━━━━━ RECORDS FOR THIS TASK

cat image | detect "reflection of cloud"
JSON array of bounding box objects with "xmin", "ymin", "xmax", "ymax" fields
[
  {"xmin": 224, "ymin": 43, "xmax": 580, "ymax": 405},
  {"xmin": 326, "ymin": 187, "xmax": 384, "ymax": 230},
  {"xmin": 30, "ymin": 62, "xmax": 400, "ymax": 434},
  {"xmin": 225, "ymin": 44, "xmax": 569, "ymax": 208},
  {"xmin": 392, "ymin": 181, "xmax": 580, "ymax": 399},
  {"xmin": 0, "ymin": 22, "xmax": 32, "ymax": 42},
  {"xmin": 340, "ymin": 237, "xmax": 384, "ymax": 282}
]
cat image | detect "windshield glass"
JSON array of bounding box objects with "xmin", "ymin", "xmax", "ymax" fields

━━━━━━━━━━

▸ **WHAT IS NEEDED**
With every line intact, print the records above again.

▸ **YOUR SOLUTION**
cat image | detect "reflection of cloud"
JSON array of bounding box objects with "xmin", "ymin", "xmax", "ymax" fields
[
  {"xmin": 224, "ymin": 43, "xmax": 580, "ymax": 405},
  {"xmin": 326, "ymin": 187, "xmax": 384, "ymax": 230},
  {"xmin": 30, "ymin": 62, "xmax": 400, "ymax": 434},
  {"xmin": 225, "ymin": 44, "xmax": 569, "ymax": 208},
  {"xmin": 392, "ymin": 181, "xmax": 580, "ymax": 399},
  {"xmin": 0, "ymin": 22, "xmax": 32, "ymax": 42},
  {"xmin": 340, "ymin": 237, "xmax": 384, "ymax": 282}
]
cat image | detect "windshield glass"
JSON array of bounding box objects with "xmin", "ymin", "xmax", "ymax" fields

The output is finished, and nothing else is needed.